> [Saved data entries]

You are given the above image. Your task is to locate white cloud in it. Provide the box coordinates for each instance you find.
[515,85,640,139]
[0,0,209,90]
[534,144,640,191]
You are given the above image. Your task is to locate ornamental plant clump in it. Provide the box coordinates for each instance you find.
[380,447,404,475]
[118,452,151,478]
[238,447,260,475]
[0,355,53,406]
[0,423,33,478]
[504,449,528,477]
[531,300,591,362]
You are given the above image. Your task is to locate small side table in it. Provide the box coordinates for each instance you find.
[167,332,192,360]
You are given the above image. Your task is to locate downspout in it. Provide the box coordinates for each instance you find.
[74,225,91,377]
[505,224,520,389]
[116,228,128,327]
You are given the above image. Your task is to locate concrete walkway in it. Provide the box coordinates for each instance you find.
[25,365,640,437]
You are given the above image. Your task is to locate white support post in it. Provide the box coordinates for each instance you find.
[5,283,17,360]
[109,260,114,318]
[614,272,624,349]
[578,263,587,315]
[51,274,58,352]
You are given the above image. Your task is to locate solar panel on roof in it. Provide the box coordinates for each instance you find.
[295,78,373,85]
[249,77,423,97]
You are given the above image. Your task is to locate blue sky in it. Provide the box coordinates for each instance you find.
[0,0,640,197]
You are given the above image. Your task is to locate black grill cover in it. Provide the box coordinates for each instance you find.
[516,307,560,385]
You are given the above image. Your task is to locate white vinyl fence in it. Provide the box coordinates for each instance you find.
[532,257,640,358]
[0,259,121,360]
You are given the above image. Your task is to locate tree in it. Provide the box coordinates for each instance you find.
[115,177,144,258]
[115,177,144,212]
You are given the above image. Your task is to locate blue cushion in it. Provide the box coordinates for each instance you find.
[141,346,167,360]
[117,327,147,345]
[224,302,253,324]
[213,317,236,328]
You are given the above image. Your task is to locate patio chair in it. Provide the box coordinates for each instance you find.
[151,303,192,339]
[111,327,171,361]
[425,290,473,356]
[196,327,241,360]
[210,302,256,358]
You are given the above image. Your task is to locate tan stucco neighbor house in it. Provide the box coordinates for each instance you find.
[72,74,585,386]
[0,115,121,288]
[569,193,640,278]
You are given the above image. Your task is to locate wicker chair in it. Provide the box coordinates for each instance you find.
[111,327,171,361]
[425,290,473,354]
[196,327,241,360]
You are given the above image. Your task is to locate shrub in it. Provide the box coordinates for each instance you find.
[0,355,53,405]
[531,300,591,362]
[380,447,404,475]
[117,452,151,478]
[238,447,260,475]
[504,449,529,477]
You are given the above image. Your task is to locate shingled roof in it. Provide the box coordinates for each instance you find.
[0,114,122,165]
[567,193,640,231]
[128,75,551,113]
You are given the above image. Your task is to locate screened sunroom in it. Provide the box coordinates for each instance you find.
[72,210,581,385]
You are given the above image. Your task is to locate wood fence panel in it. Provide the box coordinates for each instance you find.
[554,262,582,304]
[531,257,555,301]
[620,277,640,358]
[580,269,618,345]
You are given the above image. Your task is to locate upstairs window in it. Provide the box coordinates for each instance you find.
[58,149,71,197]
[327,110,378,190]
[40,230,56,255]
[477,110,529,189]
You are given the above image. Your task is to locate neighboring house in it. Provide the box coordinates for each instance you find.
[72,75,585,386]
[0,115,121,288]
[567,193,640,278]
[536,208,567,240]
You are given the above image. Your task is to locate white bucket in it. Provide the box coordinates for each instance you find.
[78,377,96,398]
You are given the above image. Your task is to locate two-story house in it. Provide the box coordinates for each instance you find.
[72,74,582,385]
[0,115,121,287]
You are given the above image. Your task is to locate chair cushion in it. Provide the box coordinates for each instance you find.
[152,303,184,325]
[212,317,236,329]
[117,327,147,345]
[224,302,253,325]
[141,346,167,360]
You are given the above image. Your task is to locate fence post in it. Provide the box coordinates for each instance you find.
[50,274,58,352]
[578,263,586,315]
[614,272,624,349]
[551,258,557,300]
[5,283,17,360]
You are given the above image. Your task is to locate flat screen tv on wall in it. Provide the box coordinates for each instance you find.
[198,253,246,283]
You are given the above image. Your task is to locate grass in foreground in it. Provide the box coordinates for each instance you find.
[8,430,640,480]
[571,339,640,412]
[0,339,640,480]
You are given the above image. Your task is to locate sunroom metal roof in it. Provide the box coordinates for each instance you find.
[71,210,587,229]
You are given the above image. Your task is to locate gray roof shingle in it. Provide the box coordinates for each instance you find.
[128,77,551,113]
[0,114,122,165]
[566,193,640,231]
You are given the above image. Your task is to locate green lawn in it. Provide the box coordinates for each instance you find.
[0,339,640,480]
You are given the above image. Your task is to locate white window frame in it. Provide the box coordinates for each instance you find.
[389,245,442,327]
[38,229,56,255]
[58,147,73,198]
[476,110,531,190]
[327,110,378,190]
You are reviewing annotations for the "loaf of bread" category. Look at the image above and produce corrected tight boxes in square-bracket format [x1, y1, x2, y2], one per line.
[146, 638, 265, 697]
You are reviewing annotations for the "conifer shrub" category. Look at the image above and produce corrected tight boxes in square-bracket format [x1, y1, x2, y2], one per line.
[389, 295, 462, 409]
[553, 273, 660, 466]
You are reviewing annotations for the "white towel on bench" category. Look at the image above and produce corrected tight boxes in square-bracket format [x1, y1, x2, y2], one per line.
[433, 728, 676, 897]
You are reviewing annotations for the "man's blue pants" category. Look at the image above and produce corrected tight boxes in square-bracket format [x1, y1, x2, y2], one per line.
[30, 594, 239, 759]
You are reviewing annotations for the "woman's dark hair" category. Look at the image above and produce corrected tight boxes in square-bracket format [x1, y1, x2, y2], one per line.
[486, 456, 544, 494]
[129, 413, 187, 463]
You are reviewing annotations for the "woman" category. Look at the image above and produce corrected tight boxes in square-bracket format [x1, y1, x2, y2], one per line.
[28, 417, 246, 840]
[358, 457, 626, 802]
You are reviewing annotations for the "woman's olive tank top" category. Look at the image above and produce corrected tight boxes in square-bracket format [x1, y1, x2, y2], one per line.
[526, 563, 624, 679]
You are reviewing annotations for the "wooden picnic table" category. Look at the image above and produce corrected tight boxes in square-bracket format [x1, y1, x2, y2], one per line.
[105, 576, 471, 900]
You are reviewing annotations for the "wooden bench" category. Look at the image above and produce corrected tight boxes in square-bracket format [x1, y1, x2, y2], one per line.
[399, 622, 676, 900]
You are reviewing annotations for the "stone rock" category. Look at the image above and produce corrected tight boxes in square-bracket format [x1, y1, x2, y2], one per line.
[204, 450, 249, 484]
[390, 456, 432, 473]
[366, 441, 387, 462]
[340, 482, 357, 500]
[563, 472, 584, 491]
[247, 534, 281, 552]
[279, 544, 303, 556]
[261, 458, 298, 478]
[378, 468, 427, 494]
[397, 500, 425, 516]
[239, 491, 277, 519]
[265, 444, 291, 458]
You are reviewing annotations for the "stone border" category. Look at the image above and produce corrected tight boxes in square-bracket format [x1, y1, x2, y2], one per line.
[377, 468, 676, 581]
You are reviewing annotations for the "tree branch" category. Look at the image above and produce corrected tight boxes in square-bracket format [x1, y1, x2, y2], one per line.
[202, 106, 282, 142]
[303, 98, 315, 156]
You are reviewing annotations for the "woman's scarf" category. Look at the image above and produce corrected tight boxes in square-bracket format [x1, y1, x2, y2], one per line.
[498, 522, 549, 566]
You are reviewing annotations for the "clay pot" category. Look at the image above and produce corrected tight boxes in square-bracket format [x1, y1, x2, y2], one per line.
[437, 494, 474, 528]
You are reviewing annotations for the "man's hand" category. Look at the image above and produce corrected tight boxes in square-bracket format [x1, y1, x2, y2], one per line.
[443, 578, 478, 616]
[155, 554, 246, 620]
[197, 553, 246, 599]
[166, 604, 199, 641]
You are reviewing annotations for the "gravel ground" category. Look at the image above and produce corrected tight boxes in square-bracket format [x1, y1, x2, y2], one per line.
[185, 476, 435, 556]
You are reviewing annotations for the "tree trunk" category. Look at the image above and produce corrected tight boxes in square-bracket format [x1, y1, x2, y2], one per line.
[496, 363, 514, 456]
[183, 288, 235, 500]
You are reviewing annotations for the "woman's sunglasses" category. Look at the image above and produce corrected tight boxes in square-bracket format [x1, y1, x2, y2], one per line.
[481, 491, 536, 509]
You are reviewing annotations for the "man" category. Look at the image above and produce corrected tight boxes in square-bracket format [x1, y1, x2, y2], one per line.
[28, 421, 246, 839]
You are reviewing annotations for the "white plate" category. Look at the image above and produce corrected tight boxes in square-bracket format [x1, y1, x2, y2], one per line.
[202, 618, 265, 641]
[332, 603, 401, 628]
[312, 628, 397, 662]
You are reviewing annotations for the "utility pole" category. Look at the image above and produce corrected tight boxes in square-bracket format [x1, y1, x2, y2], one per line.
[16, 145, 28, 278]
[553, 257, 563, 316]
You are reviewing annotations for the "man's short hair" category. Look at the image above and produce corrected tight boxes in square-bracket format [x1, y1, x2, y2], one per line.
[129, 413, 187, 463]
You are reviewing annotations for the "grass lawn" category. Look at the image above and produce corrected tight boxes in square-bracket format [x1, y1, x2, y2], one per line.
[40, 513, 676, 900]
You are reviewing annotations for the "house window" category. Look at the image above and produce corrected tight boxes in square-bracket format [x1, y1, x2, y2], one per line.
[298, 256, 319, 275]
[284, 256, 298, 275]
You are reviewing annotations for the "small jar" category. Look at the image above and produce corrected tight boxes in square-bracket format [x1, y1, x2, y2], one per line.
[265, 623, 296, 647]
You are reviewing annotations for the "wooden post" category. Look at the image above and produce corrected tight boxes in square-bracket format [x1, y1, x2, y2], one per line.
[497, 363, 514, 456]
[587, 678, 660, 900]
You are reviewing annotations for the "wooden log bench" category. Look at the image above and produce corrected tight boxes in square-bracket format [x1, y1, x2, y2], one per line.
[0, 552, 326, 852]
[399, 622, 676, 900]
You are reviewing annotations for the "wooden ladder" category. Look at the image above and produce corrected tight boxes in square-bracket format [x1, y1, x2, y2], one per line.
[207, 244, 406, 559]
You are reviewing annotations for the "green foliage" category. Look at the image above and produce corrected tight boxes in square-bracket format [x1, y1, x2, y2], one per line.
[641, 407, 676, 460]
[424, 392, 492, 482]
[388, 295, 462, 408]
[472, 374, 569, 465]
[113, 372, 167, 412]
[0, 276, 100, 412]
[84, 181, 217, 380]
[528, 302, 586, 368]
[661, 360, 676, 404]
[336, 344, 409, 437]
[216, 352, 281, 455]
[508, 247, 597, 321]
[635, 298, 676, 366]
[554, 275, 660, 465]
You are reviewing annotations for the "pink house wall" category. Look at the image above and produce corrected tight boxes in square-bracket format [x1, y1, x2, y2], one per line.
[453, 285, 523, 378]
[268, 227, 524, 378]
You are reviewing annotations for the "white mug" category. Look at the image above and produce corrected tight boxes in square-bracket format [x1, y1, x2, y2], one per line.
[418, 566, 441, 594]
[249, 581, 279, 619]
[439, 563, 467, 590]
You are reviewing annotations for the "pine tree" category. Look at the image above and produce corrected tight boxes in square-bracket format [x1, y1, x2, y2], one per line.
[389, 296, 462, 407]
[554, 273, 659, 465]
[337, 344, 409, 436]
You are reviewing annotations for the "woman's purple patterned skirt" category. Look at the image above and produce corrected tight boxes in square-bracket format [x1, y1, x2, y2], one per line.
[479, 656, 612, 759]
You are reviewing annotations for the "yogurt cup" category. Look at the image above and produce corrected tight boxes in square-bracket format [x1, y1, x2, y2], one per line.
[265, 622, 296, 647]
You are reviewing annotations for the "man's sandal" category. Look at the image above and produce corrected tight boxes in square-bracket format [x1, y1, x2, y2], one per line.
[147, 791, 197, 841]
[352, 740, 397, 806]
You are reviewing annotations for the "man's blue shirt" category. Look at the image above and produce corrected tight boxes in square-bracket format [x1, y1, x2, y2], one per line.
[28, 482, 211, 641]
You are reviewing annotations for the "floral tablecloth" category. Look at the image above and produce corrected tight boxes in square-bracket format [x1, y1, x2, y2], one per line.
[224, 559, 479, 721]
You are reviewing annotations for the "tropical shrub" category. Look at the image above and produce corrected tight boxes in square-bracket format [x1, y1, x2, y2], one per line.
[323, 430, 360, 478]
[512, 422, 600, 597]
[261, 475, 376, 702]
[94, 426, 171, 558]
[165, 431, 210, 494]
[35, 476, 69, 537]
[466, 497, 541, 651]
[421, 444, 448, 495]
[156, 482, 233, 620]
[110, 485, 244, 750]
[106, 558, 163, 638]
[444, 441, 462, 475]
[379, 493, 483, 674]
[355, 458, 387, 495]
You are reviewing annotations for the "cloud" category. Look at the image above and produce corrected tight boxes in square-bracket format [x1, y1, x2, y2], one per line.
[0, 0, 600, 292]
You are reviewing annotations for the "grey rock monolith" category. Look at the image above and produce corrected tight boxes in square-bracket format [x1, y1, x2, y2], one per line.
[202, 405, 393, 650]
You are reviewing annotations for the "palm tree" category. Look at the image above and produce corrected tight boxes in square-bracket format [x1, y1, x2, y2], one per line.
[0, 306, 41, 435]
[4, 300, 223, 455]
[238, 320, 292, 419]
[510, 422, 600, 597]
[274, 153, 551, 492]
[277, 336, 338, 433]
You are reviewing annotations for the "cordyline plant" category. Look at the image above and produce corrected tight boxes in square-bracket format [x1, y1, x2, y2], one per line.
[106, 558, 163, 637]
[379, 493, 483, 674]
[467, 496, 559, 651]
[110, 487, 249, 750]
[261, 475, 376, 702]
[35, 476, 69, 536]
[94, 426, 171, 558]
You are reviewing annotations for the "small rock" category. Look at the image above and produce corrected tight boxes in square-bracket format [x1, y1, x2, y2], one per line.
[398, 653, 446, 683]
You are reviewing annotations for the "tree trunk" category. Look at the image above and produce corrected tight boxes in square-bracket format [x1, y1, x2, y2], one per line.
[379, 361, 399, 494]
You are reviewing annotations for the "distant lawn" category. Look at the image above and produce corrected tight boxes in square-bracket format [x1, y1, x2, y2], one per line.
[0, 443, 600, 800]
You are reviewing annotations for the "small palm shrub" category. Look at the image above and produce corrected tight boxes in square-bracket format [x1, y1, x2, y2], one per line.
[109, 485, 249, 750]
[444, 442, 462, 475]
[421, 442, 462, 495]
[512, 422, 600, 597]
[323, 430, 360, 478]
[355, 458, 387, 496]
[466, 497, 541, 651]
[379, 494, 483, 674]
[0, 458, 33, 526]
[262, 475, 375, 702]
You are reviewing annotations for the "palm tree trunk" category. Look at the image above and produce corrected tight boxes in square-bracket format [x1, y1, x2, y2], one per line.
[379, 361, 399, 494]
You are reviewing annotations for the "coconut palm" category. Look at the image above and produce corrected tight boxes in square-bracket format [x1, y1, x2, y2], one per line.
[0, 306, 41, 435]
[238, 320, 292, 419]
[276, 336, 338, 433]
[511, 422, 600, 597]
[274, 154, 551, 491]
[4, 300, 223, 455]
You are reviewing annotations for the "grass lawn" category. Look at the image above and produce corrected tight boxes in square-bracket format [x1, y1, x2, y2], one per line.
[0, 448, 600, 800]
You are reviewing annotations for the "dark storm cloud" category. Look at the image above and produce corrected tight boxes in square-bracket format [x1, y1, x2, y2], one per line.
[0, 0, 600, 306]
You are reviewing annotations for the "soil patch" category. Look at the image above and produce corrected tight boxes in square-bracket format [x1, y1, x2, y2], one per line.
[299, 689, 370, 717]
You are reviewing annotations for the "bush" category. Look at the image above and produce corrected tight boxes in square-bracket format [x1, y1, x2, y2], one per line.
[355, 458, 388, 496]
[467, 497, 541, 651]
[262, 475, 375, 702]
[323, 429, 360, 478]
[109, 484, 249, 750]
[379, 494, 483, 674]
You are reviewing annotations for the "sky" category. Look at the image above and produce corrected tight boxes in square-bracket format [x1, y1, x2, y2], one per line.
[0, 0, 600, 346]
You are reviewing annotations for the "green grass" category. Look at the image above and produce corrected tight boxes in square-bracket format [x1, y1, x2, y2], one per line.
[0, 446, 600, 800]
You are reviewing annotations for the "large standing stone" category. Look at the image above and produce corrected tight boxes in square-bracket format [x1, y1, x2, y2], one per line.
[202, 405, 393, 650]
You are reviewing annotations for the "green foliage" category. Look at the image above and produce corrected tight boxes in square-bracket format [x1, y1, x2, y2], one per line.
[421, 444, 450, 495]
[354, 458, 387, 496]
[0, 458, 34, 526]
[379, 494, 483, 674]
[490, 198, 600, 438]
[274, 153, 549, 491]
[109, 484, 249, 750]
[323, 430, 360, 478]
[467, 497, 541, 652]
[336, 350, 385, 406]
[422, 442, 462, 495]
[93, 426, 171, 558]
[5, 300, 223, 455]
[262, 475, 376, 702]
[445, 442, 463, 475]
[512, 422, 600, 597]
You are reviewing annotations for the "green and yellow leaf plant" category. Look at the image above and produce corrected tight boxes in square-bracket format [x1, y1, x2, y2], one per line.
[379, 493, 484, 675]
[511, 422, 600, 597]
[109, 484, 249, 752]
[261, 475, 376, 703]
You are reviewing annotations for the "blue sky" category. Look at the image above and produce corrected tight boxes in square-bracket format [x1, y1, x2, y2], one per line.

> [GIVEN INSTRUCTION] Copy the listing from its first line through the line containing "[534,144,640,191]", inclusive, with "gray cloud" in place of "white cloud" and nothing else altered.

> [EXERCISE RESPONSE]
You are given the above image. Your task is to locate gray cloud in it. Provide the box coordinates for each instance you find.
[515,85,640,139]
[0,0,209,90]
[534,144,640,191]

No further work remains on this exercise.